▸ **DATA EXCERPTS**
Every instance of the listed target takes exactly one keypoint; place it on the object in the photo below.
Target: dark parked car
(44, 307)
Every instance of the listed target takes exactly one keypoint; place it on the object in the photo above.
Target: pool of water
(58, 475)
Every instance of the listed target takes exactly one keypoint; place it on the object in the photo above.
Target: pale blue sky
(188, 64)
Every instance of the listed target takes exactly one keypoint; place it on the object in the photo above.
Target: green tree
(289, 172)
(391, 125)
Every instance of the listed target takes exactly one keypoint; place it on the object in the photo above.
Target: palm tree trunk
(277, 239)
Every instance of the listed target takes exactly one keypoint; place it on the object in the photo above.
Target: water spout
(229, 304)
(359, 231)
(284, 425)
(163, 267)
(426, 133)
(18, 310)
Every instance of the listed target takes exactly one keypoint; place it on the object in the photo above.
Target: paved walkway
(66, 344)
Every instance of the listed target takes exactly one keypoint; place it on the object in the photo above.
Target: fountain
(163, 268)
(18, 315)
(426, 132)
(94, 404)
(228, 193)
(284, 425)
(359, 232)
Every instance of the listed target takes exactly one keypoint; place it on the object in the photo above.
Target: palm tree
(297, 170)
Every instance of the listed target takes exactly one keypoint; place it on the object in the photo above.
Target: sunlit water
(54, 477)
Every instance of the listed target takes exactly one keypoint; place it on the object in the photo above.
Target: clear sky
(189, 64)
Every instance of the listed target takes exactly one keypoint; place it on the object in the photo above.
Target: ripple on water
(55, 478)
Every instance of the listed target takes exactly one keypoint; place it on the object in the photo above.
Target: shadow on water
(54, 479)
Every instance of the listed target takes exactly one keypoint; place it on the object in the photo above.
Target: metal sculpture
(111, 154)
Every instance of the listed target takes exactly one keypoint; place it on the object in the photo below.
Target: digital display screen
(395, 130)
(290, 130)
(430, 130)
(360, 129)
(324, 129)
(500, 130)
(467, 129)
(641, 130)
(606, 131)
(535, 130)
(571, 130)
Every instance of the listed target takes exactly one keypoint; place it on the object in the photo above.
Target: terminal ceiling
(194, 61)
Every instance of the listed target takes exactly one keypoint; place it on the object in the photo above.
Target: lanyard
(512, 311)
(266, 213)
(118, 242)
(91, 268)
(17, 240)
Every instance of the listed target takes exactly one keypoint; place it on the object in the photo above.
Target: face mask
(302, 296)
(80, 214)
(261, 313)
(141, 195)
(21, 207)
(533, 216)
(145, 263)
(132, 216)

▸ **YOUR ASSIGNMENT**
A verbatim transcription of all the entries above is required.

▸ **SOLUTION TO THIS PROBLEM**
Every instance of the listed target takes exactly one keypoint; place it on the object in the photo below.
Target: dark parked car
(44, 307)
Every instance of the listed target takes exactly one keypoint; place it on the object in the photo above.
Target: pool of water
(58, 475)
Every instance of the listed target takes exactly one keypoint; place it on the object in the photo above.
Target: pale blue sky
(188, 64)
Every instance of the listed target takes exactly one keypoint; place it on the object in the photo above.
Target: green tree
(289, 172)
(391, 125)
Every instance of the listed target takes exactly one keypoint; place it on the object in the photo above.
Target: palm tree trunk
(277, 239)
Every instance of the listed target takes exactly one keypoint; place it on the object in the photo above.
Target: water spout
(229, 304)
(359, 231)
(284, 425)
(163, 267)
(426, 133)
(18, 310)
Every instance of the listed target takes exactly one keypoint; place it on the object in the photo above.
Target: paved walkway
(66, 344)
Every instance of the listed target takes exactly one keypoint; place it on the object in the photo above.
Target: fountain
(163, 268)
(18, 315)
(426, 132)
(94, 404)
(228, 193)
(284, 425)
(359, 232)
Every instance of the listed target takes exactly one keypoint; place it on the object in the photo above.
Target: palm tree
(297, 170)
Every instance of the listed target takes exactly one keypoint; place it on the object in the photo above.
Target: sunlit water
(54, 477)
Every instance of the listed target takes exactly one keypoint; place it on the object in the photo above.
Target: clear sky
(189, 64)
Every instance of the listed target takes exactly one keypoint; place it on the object in the photo above.
Target: ripple on water
(55, 478)
Every instance of the listed target takes exactly one keypoint; place it on the object in the photo above.
Target: shadow on water
(54, 479)
Every instance of the listed target takes exactly one keypoint; place it on the object in the photo above.
Target: metal sculpture
(111, 154)
Every instance of the listed target takes exactly one keypoint; place it on the object in the photo below.
Target: digital display screen
(395, 130)
(290, 130)
(430, 130)
(360, 129)
(324, 129)
(500, 130)
(467, 129)
(641, 130)
(606, 131)
(535, 130)
(571, 130)
Every instance of the listed target takes exactly one keypoint; place it on the object in the photo above.
Target: terminal ceiling
(194, 61)
Every instance of the listed target takes exactly one keypoint; place it on the object in the photo above.
Target: lanyard
(512, 311)
(266, 213)
(118, 242)
(91, 268)
(17, 240)
Every instance of the listed target takes exactly one keypoint; place it on the object in the photo above.
Target: face mask
(302, 296)
(80, 214)
(261, 313)
(141, 195)
(21, 207)
(533, 216)
(145, 263)
(132, 216)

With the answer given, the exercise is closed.